* [Problem to work on]:
Whatever appears in the records, write it out again exactly.

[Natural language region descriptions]
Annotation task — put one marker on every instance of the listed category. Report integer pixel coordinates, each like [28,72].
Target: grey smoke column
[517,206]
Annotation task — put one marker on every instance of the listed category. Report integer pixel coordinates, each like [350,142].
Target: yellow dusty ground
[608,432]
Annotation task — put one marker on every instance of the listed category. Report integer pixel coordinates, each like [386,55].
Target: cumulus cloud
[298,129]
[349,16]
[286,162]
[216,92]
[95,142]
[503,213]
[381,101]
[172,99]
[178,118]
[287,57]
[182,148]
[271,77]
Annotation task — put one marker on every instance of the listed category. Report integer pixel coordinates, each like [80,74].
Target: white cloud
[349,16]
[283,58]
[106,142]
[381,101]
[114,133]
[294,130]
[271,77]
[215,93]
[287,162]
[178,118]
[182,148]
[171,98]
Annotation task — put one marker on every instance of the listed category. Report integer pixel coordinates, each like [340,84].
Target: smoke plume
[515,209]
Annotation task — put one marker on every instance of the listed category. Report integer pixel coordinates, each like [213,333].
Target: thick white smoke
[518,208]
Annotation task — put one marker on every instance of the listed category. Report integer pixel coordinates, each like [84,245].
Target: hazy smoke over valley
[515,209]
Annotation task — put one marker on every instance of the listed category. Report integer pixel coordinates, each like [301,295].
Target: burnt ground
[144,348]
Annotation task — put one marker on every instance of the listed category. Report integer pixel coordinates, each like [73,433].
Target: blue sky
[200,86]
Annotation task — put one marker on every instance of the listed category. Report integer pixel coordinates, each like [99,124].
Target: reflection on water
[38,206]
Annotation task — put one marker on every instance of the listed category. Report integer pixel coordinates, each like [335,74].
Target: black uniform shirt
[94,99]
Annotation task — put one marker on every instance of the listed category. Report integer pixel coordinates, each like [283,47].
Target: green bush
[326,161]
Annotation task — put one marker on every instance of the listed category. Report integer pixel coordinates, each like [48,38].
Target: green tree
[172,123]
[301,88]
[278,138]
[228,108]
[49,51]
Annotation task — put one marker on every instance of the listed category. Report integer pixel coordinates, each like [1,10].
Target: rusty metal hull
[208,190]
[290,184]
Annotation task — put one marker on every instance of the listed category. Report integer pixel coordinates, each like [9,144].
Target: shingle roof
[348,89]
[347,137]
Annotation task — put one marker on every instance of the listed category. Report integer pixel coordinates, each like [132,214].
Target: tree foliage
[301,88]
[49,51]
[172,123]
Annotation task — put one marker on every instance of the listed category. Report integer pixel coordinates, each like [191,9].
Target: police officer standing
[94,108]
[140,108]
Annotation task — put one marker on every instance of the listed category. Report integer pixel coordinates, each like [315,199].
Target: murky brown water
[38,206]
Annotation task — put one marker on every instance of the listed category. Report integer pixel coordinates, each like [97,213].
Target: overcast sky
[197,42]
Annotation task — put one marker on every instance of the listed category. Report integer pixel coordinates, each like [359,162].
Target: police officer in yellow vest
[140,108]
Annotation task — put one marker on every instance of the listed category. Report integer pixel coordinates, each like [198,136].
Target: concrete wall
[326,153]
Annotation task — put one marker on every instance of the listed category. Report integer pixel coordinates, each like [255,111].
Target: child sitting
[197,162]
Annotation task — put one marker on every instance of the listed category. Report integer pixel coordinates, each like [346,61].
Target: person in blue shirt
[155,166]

* [Answer area]:
Annotation task — put one marker on every instance of the listed category. Report integer pixel coordinates, each like [28,72].
Target: grey smoke column
[517,206]
Annotation task — put one marker on every instance of the listed category. Report integer pixel coordinates, each like [350,142].
Target: yellow dusty ground
[608,432]
Annotation task — put one marker on every instance of the listed category. Report integer pixel coordinates, each like [386,55].
Target: cumulus cloud
[298,129]
[349,16]
[286,162]
[216,92]
[95,142]
[503,213]
[381,101]
[172,99]
[178,118]
[287,57]
[182,148]
[271,77]
Annotation task — put one marker on every instance of the listed category. Report integer pixel coordinates, each like [80,74].
Target: white cloud
[349,16]
[283,58]
[106,142]
[381,101]
[114,133]
[294,130]
[271,77]
[215,93]
[287,162]
[178,118]
[182,148]
[171,98]
Annotation task — put one marker on every instance of the listed category. Report integer pixel coordinates, each like [340,84].
Target: smoke plume
[515,209]
Annotation task — put one marker on every instance of the listed category. Report integer pixel coordinates, each like [213,333].
Target: thick white smoke
[518,208]
Annotation task — put one marker on every instance of the listed category. Report integer pixel coordinates, each like [84,245].
Target: hazy smoke over valley
[515,209]
Annotation task — put one marker on every instance of the listed category. Report integer pixel coordinates, each like [301,295].
Target: burnt ground
[144,348]
Annotation task — put one marker on every instance of the listed category. Report integer pixel coordinates, each like [73,433].
Target: blue sky
[200,86]
Annotation task — put one marker on every instance of the listed category. Report integer pixel coordinates, each like [99,124].
Target: reflection on water
[38,206]
Annotation task — put one marker on every instance of the listed category. Report integer pixel coordinates, each like [335,74].
Target: black uniform shirt
[94,99]
Annotation task — put one marker on every instance of the listed category. Report integer pixel coordinates, each like [283,47].
Target: green bush
[326,161]
Annotation task — put one marker on every instance of the listed category. Report integer pixel coordinates, each like [48,38].
Target: green tree
[172,123]
[301,88]
[278,138]
[228,108]
[49,51]
Annotation task — put one marker on every instance of the listed category. Report integer pixel coordinates, each like [1,10].
Target: rusty metal hull
[208,190]
[290,184]
Annotation task — put one marker on every instance of the listed category. Report integer pixel coordinates, each like [9,144].
Target: shingle roof
[348,89]
[347,137]
Annotation task — put one marker on every instance of the listed category. Report integer pixel coordinates, each like [132,214].
Target: tree foliage
[301,88]
[49,51]
[172,123]
Annotation task — put one marker on every instance of the listed category. Report integer pixel coordinates, each like [191,9].
Target: police officer standing
[94,108]
[140,108]
Annotation task — put one marker on every instance of the listed category. Report integer pixel coordinates, each like [315,199].
Target: murky brown water
[38,206]
Annotation task — put one marker on every instance of the listed category. Report integer pixel coordinates, each like [97,213].
Target: overcast sky
[197,42]
Annotation task — put one marker on every instance of the listed category. Report integer pixel coordinates, each like [359,162].
Target: police officer in yellow vest
[140,108]
Annotation task — put one marker on every instance of the listed category. Report integer pixel coordinates, each like [198,136].
Target: concrete wall
[326,153]
Annotation task — put one marker on every instance of the listed category. Report integer pixel coordinates, each like [255,111].
Target: child sitting
[197,162]
Annotation task — put one marker on every instance of the listed category. Report integer pixel coordinates, each like [346,61].
Target: person in blue shirt
[155,166]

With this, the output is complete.